### PROMPT 1:
Decide whether each statement below agrees with the article on golfer Matt NeSmith. Answer yes or no for each, and quote the deciding words of the article.
(a) NeSmith won his first collegiate event at Bulls Bay Golf Club in 2015.
(b) NeSmith plans to stop after his first eight Web.com Tour events.
(c) Both Bahamas tournaments are Thursday-through-Sunday events.
### PROMPT 2:
Continue the article on golfer Matt NeSmith, starting after its final sentence.

Matt NeSmith is hopeful he can reschedule what’s become a traditional golf weekend with friends in early January.

That’s not because the trip to Awendaw’s Bulls Bay Golf Club, site of NeSmith’s first collegiate victory in 2015, hasn’t been fruitful – it’s grown each of the last three years and shows no signs of stopping.

It’s more because NeSmith already has plans to be somewhere else at that time in 2020.

The plan is to trade out the unpredictable weather of the Charleston area and casual golf with friends for a warmer, more high-stakes game in Hawaii.

The PGA Tour’s Sony Open in Honolulu, to be more specific.

He takes his first swing toward that Sunday when he tees off in the Bahamas Great Exuma Classic, his first of eight guaranteed starts on the Web.com Tour.

The last few weeks away from competitive golf have been a good refresher and decompresser for NeSmith, but now he’s ready to get back into a routine of playing and having an opportunity to tee it up on the big tour.

“Everything feels pretty good,” he said. “It’s been nice to kind of get away from it for a little while and just play some casual, fun golf, you know? It’s been a year full of grinding, so it’s been nice to get away from it for a little bit and play with friends, play with some people back home and have it not really mean a ton.”

NeSmith will start the first eight Web.com Tour events, then see what happens from there. He’s planning to play a full season, all the way through the tour finals at the end of the summer.

“Usually if you make one cut and finish, like, top 40 or so, you’re usually in the rest of the year,” he explained. “So I’m planning on playing all year.”

He’ll take his first shot at that in the Bahamas for back-to-back tournaments, both Sunday-through-Wednesday events. Then it’s off to Colombia, Panama, Florida, Mexico, Louisiana and finally Savannah, Georgia, at the end of March.

His starts beyond those are dictated by how much money he wins, so obviously there’s anxiety and pressure to play well. He saw it first hand last August in the Web.com Tour’s Winco Foods Portland Open when he played the final two rounds with Carlos Ortiz, who was on the brink of earning – and eventually did earn – his PGA Tour card.

“You go through four, five hours of that, and you’re just dead,” NeSmith said. “You need something to get you away from it, get you enthralled in something else, get you excited about something else.”

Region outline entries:
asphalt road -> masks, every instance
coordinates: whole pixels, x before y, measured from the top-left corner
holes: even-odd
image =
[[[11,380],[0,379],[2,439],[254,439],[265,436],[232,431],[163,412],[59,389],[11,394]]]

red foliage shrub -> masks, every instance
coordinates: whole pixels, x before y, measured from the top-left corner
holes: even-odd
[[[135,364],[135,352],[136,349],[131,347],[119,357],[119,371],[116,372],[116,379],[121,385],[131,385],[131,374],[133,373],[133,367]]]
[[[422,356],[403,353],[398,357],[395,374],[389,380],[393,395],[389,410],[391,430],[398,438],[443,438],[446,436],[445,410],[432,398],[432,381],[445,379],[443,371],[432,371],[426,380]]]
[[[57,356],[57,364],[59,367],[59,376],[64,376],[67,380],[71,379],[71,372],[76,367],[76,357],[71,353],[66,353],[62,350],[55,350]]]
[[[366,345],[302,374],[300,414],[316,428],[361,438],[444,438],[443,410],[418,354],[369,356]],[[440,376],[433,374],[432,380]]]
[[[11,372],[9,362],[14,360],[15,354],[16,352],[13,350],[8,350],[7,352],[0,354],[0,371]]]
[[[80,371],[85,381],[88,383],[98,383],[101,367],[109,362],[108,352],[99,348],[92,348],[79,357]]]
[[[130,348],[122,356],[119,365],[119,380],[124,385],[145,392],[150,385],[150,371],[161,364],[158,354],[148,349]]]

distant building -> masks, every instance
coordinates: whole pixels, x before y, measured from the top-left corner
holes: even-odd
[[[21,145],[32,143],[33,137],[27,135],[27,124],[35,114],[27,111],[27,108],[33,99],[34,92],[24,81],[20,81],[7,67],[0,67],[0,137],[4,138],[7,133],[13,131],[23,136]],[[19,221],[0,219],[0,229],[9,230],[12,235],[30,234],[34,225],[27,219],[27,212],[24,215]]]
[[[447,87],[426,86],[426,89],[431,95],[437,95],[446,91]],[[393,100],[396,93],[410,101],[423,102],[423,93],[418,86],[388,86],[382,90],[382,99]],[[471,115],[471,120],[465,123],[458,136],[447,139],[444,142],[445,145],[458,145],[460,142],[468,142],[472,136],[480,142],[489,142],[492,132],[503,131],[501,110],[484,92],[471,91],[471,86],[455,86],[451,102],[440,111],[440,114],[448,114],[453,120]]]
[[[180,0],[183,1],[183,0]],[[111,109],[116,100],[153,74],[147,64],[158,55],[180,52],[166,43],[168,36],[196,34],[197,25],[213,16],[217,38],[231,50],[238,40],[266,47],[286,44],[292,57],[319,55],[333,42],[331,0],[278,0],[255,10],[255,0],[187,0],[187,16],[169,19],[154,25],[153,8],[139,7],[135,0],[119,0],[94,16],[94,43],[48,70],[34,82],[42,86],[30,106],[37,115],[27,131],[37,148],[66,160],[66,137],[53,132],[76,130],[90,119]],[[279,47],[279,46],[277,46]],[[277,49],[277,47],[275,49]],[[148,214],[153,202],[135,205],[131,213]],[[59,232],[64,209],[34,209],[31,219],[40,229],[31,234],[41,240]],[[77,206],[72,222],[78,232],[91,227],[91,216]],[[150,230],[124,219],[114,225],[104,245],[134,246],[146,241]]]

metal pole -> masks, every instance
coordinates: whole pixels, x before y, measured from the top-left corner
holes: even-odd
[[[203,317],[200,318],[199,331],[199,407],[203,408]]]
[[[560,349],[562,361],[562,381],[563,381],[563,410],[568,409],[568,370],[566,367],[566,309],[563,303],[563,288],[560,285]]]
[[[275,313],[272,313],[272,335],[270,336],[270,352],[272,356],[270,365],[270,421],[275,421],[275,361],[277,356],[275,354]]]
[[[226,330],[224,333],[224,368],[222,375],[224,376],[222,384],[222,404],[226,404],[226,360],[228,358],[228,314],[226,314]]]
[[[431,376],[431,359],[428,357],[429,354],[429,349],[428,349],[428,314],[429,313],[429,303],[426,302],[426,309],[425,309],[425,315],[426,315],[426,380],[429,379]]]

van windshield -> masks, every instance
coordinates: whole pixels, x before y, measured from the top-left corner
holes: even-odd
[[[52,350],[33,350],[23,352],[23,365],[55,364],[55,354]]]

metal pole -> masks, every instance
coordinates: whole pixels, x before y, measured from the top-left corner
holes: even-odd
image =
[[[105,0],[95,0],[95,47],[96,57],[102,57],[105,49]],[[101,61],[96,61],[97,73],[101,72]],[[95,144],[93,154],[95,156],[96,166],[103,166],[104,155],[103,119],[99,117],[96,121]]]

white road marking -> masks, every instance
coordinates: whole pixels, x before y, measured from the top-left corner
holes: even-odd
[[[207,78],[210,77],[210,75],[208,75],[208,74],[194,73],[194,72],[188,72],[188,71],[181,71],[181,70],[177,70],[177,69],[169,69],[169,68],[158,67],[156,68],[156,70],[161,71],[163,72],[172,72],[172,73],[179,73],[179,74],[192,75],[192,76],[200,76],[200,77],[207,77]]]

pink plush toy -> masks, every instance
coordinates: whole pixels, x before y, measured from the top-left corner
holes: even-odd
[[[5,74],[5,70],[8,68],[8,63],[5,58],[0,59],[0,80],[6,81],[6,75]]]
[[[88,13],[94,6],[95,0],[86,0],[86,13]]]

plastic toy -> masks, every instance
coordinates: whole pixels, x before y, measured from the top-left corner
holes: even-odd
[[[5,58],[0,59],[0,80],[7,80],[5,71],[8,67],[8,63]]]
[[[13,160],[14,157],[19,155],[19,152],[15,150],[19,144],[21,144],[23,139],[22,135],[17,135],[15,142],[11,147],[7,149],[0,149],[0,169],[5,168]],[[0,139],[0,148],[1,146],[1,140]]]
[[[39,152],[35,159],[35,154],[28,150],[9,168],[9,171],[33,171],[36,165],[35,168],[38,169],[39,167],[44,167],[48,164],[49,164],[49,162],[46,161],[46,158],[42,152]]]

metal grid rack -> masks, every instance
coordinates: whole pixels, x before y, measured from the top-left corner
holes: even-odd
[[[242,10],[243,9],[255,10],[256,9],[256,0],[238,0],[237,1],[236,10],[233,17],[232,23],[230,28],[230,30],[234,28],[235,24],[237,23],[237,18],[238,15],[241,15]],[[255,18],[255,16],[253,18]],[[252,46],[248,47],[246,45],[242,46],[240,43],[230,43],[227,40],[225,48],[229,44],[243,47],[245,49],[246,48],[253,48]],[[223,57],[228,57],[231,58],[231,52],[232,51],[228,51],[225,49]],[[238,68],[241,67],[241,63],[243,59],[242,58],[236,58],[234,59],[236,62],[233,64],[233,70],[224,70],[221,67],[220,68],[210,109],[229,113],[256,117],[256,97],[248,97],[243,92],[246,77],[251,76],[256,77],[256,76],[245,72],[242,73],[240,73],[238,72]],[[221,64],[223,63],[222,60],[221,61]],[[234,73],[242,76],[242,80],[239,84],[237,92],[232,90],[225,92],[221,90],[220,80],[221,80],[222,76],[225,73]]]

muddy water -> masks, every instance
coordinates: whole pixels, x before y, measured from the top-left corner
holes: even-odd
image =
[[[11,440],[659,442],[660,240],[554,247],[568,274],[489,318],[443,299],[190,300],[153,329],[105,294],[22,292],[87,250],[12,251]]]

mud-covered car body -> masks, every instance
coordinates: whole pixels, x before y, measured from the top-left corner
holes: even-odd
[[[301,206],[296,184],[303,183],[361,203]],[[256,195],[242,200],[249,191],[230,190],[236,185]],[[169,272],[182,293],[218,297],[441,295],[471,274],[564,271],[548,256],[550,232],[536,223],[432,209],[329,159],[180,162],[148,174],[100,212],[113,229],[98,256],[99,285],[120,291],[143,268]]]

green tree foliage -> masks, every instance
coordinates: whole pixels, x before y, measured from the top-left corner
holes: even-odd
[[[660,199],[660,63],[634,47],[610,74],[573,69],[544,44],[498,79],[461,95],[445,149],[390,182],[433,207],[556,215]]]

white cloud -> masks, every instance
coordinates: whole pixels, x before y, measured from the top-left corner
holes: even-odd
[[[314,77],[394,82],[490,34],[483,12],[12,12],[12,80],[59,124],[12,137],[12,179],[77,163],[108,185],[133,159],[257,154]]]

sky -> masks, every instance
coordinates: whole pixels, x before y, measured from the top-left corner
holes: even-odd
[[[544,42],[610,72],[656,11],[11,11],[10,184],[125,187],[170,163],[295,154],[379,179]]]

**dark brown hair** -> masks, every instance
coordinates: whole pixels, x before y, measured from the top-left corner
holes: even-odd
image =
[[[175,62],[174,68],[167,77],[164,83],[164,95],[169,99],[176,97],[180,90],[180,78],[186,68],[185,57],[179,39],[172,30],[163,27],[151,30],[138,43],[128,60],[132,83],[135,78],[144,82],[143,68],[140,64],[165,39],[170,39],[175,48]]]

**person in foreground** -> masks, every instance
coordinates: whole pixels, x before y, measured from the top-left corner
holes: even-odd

### EXERCISE RESULT 1:
(a) Yes: "site of NeSmith’s first collegiate victory in 2015"
(b) No: "He’s planning to play a full season, all the way through the tour finals at the end of the summer."
(c) No: "both Sunday-through-Wednesday events."

### EXERCISE RESULT 2:
That something for NeSmith has been football. Bill McDonald, his coach at South Carolina, told him he needed to find a hobby beyond golf. So he keeps a close watch on Gamecocks football and has developed a new appreciation for the NFL, and he has a year-round fascination with recruiting inspired in large part by his own experience as a highly-coveted junior golfer at North Augusta High School.

“It can’t be all that serious all that time; it’ll run somebody mad,” he said. “You need that decompresser. For some people, it’s fishing or fishing trips or going to Vegas, or stuff like that. Everybody’s got their vice they like to dive into a little bit when things are going tough.

“And I’ve done it with football for the last few years. People make fun of me for keeping up with football recruiting and stuff like that, but I can’t sit there and watch golf all day every day. I needed a vice to get myself away from the game.”

So instead of spending hours after a round pounding range balls and rolling putts until he’s numb, NeSmith will likely be checking on the NFL playoffs or the latest recruiting rumors heading into National Signing Day.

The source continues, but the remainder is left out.